(What to produce) State how many lines of the material below contain the string "leaf", treating uppercase and lowercase letters as distinct. Give only the number.

(Data section)
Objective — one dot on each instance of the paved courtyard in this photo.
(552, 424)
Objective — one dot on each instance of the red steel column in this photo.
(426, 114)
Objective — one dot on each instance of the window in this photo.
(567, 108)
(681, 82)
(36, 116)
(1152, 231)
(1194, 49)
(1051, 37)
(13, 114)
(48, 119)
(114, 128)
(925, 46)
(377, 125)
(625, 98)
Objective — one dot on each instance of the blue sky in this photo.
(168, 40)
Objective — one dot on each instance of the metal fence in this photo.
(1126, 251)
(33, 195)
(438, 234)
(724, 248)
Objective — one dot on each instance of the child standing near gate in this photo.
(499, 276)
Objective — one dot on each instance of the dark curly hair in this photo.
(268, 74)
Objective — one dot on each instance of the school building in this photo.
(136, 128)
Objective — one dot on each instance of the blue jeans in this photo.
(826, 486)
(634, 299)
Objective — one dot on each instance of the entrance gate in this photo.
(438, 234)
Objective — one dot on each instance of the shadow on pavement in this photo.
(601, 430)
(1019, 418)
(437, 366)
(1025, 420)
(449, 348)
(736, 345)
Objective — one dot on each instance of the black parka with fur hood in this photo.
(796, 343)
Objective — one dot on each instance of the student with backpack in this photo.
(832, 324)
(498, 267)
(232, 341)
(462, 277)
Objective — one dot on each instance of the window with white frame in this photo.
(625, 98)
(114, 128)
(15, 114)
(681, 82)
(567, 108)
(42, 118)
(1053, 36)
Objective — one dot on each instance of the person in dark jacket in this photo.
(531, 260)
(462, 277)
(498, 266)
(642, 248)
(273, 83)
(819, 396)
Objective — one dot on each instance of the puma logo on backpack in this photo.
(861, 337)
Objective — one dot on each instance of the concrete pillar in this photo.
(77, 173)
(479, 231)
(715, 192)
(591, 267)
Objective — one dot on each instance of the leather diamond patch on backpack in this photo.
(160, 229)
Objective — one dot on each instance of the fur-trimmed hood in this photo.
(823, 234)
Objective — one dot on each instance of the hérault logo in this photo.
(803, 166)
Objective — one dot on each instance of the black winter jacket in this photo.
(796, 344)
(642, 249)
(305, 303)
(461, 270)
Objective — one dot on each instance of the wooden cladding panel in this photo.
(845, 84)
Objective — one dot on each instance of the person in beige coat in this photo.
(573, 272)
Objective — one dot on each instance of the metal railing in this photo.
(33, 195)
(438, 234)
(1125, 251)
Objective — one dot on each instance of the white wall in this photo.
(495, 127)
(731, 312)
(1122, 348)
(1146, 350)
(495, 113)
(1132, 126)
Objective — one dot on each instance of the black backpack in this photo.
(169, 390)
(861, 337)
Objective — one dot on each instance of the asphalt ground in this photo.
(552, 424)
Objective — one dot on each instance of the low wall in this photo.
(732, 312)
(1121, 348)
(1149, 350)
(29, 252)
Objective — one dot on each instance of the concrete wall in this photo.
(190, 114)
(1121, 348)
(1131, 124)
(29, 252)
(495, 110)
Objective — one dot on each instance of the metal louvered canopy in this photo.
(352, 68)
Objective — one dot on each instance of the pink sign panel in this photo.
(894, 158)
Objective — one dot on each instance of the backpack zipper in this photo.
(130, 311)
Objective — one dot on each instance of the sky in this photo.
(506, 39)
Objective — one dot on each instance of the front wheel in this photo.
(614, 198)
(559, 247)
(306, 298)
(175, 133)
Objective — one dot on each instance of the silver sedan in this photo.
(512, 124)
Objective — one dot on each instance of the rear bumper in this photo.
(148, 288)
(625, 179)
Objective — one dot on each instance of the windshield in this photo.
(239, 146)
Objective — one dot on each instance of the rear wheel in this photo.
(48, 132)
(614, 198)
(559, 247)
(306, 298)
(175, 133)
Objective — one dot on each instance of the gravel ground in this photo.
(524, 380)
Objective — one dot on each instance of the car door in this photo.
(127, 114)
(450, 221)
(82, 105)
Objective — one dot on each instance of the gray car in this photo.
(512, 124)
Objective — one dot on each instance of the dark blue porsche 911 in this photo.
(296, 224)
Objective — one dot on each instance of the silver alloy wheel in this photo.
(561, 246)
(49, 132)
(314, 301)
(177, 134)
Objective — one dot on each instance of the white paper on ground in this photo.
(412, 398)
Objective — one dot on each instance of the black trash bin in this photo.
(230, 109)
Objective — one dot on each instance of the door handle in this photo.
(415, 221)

==

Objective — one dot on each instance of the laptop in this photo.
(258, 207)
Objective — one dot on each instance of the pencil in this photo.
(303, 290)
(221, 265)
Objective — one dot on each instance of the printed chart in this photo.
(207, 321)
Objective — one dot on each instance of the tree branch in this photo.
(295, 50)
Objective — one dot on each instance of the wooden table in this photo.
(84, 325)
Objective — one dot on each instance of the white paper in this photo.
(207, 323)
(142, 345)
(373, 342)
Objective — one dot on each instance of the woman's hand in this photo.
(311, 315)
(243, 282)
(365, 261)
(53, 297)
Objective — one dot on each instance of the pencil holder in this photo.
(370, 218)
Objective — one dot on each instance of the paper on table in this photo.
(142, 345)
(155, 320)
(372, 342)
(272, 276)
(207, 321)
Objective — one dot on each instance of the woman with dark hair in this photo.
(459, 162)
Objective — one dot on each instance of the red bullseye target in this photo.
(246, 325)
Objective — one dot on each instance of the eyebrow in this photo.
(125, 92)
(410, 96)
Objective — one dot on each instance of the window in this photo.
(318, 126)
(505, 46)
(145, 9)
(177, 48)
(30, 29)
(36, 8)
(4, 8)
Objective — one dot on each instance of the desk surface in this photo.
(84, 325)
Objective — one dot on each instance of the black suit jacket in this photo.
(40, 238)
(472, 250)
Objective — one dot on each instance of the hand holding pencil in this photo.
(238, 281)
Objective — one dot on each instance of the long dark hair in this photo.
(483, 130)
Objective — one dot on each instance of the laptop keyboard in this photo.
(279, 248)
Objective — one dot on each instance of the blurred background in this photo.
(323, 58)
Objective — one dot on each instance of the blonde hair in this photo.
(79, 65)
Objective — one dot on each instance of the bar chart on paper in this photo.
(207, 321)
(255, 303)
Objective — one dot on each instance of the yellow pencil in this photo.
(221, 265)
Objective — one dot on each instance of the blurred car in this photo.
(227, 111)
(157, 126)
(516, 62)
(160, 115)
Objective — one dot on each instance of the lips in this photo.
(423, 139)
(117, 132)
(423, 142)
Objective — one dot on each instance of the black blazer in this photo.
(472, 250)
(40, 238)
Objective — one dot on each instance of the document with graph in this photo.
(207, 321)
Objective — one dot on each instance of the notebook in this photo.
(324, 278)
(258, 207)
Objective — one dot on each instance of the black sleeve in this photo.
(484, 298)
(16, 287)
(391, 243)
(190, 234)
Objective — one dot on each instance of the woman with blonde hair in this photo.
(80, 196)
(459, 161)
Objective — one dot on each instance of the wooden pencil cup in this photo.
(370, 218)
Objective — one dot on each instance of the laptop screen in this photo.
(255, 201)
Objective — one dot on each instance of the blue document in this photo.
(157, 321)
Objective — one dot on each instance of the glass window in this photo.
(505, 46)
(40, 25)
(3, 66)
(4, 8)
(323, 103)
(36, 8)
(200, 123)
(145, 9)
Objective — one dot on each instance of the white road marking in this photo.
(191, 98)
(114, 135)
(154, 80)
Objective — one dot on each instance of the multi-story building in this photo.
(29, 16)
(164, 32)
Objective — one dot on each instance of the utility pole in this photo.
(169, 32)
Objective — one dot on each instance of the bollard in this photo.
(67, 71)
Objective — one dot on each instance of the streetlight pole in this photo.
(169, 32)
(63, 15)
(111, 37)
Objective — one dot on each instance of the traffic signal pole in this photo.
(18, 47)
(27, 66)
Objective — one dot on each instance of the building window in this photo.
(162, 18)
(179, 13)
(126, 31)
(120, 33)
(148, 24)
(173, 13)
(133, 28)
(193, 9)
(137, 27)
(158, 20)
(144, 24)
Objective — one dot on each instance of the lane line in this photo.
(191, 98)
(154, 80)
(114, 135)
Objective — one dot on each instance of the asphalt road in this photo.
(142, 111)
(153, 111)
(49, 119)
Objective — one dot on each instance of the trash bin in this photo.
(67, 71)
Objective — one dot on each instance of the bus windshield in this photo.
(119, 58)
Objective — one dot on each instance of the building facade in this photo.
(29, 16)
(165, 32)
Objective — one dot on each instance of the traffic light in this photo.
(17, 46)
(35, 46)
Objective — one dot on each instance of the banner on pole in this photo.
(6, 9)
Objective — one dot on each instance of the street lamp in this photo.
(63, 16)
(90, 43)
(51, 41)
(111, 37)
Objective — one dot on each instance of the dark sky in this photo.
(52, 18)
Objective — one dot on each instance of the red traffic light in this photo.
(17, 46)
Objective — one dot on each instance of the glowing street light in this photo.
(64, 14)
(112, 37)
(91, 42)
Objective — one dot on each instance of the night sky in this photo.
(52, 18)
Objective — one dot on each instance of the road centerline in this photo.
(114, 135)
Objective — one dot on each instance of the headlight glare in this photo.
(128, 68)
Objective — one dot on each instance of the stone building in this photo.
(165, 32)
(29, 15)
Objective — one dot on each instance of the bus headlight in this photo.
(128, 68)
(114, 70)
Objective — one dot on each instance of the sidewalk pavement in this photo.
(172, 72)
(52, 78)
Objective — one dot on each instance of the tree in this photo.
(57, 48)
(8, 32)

==

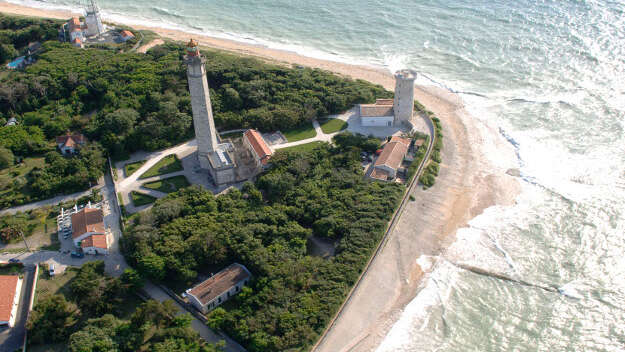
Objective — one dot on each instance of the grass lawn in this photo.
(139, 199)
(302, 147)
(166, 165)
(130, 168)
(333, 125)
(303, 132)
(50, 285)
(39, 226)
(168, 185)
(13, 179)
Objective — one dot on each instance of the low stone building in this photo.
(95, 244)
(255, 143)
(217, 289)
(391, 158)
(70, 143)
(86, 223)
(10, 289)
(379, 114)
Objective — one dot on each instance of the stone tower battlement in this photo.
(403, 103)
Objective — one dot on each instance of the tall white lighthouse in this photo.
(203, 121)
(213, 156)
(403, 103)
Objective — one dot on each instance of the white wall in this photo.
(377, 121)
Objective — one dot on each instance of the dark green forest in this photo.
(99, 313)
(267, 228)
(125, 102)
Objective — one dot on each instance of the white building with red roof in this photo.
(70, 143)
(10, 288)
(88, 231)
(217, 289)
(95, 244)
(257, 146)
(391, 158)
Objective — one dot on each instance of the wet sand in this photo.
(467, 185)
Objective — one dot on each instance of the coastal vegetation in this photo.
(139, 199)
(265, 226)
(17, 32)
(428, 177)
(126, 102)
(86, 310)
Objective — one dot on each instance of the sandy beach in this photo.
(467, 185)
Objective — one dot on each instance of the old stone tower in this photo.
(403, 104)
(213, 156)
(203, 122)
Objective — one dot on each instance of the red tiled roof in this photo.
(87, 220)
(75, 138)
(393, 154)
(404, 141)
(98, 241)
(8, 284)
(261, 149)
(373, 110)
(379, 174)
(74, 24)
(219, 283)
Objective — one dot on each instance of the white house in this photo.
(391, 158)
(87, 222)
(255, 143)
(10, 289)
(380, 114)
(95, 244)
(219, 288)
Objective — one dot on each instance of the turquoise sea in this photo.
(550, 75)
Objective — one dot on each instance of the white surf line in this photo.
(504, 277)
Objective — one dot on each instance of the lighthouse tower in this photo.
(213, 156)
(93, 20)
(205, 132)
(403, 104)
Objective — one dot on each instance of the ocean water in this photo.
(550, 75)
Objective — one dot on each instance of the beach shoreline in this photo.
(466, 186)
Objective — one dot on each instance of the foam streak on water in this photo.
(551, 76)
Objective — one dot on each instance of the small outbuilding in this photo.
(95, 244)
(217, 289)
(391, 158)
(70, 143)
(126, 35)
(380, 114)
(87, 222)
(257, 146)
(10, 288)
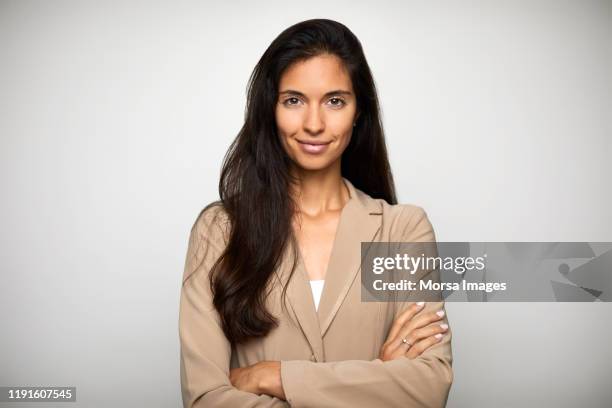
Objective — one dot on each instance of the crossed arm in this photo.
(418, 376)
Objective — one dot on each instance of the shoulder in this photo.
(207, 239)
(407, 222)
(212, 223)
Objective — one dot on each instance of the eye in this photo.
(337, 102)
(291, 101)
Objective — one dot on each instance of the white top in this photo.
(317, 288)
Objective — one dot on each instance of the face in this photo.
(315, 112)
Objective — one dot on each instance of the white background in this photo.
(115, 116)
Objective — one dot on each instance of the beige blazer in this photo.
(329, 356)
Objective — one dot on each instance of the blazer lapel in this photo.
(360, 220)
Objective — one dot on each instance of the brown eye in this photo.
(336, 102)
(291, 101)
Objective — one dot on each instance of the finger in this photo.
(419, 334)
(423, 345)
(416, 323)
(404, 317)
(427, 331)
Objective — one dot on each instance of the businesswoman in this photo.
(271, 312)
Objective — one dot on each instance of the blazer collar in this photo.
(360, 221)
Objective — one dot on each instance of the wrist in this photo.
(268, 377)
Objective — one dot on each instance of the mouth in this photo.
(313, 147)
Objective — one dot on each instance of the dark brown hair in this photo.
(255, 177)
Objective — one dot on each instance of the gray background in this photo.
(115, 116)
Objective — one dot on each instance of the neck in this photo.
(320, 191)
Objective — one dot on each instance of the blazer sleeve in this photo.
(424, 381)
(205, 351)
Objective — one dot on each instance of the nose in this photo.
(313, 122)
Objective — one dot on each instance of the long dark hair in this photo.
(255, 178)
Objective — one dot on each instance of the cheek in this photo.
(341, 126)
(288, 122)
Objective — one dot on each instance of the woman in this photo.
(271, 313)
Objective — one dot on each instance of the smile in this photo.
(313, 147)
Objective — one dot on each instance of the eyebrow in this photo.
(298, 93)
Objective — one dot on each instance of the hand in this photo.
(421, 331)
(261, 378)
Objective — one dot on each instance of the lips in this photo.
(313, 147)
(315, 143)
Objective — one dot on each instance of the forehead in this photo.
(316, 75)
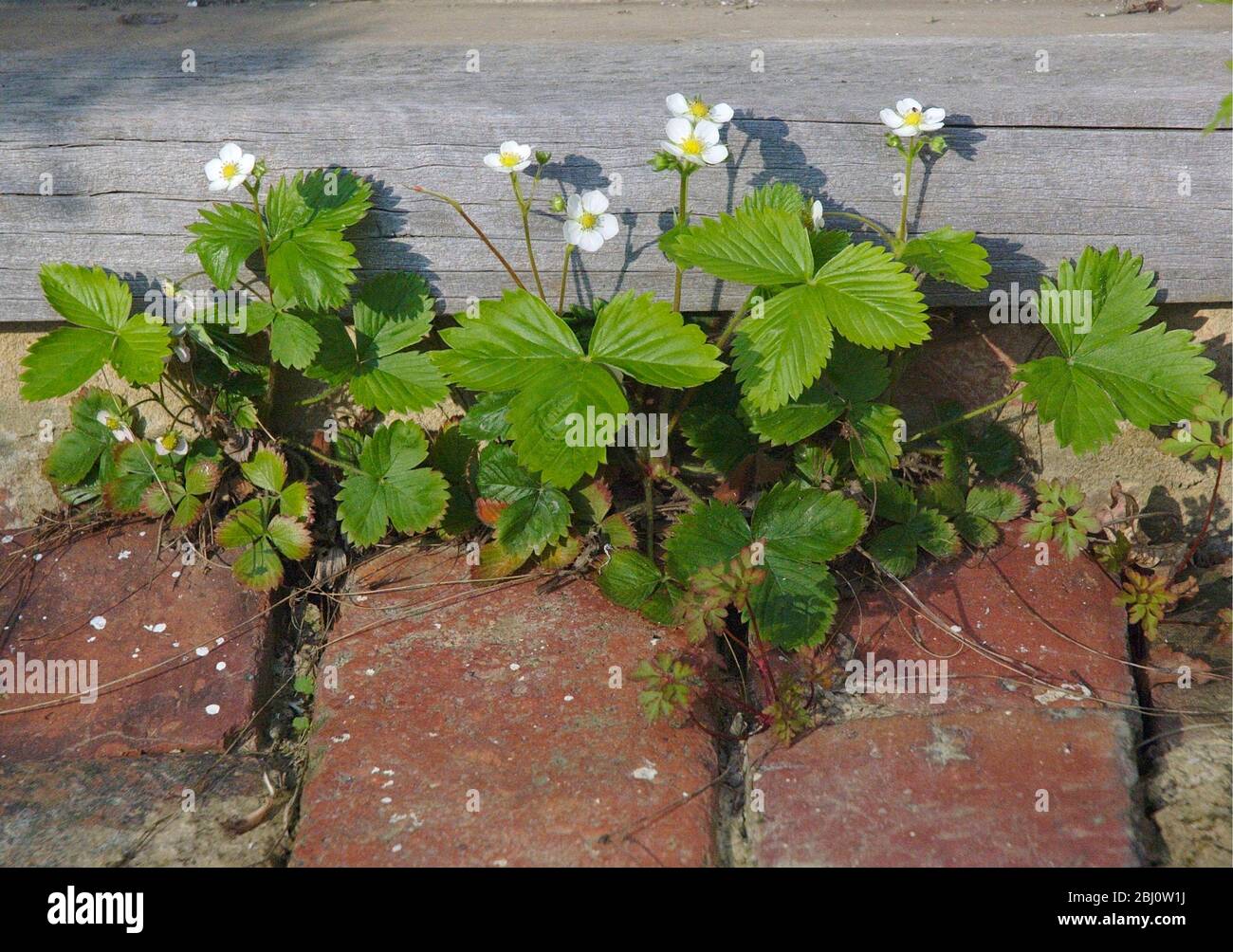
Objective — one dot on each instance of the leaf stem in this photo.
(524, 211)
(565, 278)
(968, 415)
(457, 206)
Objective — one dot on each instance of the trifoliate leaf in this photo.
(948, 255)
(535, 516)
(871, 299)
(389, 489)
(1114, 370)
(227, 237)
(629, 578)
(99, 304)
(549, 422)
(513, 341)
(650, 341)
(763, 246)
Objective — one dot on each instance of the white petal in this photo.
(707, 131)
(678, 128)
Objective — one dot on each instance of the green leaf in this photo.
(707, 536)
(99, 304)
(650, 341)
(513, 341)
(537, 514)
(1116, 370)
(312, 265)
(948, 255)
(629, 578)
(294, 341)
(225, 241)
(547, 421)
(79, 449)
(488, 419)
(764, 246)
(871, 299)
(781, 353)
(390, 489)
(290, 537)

(The answer) 3